- [BRIEF] Would you go through the records below and copy each line with the string "rear"?

- [DATASET EXCERPTS]
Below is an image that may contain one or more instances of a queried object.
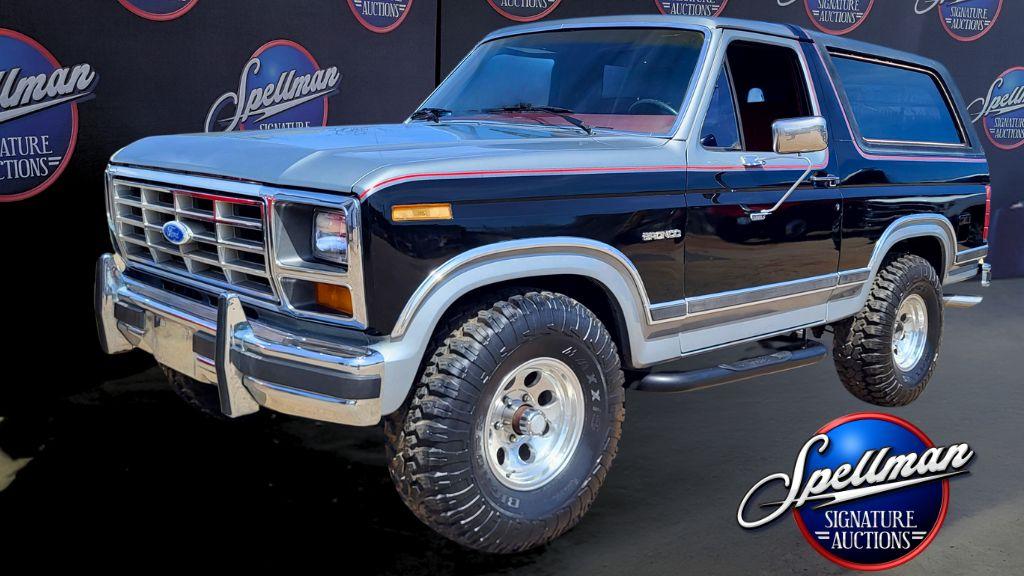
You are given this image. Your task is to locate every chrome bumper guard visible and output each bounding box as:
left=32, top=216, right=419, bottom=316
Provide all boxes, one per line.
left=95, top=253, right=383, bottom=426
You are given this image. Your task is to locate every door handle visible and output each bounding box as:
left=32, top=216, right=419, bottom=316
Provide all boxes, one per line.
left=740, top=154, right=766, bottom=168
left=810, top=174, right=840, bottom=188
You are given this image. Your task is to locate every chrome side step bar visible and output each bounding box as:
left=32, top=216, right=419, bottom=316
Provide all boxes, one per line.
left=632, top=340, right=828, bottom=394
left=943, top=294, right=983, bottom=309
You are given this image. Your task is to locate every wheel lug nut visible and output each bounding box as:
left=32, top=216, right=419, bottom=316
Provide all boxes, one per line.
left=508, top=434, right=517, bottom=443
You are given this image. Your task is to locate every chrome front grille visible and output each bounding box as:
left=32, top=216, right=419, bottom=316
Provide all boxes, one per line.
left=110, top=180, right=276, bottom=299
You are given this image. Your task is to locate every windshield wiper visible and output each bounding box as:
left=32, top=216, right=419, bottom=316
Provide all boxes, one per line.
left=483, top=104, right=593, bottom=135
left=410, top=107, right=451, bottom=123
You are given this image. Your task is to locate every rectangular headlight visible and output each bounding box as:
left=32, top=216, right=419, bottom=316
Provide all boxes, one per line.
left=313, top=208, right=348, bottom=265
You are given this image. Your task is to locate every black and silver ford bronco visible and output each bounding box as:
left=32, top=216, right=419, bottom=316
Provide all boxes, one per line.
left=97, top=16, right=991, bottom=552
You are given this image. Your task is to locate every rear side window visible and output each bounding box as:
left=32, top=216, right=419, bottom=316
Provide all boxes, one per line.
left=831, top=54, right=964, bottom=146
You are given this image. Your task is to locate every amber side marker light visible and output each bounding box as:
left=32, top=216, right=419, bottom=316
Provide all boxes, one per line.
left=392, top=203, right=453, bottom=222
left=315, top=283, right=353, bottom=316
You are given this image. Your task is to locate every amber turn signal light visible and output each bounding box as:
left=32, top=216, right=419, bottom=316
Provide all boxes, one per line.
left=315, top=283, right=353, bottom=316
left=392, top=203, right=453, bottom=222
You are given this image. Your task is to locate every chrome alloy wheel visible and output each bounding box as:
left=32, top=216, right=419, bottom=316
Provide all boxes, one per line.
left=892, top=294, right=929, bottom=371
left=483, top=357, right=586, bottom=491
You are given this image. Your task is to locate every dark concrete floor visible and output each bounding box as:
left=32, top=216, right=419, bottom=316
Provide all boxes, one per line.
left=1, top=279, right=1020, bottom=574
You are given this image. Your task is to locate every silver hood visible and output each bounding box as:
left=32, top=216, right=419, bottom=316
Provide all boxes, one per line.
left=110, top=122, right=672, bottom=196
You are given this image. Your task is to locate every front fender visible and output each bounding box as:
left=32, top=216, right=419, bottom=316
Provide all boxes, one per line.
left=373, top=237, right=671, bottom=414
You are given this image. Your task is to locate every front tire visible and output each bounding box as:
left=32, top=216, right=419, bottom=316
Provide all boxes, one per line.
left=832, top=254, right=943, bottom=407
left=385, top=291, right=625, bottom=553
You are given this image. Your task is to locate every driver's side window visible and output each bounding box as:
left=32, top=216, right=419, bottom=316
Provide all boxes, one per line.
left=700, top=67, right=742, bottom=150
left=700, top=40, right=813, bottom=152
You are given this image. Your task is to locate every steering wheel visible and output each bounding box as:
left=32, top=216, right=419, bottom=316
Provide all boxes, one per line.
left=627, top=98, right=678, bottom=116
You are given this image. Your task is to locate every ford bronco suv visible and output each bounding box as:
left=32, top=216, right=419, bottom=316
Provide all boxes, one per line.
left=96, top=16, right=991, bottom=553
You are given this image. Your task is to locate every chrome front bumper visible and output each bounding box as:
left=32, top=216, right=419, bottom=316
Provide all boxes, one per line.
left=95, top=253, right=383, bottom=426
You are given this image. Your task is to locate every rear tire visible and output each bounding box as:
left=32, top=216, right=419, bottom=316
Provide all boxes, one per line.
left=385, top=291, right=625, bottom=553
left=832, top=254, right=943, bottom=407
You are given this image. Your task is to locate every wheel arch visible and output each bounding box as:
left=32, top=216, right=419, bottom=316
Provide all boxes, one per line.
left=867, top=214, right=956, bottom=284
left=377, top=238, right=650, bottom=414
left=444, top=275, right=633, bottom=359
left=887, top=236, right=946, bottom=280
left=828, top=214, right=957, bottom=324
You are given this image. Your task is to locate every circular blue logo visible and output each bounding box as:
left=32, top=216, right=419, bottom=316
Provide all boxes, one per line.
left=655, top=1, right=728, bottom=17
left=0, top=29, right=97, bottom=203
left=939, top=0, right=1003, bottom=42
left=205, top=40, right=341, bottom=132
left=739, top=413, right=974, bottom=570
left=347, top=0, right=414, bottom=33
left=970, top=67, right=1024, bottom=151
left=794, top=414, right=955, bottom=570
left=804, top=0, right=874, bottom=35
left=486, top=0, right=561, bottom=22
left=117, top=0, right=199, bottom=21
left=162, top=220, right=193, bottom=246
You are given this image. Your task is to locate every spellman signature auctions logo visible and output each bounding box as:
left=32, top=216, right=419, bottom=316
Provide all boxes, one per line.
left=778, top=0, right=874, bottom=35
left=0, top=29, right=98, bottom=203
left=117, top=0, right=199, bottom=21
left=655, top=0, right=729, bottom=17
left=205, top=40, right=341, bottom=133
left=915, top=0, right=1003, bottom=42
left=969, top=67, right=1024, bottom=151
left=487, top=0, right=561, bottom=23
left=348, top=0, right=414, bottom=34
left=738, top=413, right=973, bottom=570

- [FINISHED EXERCISE]
You are given this image. Your task is to locate every rear side window visible and output each bounding box as:
You are given this image. Your task is to locate every rear tire visible and output each bounding box as:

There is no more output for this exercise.